-------- TASK INPUT --------

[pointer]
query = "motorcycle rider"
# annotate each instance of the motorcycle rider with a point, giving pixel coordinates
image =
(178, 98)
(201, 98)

--------

TASK TO CARRY OUT: Reproduce the lines of the records above verbatim.

RESULT OF THIS EXERCISE:
[pointer]
query = "motorcycle rider"
# annotate each instance of the motorcycle rider with a point, giving pixel coordinates
image =
(178, 98)
(201, 98)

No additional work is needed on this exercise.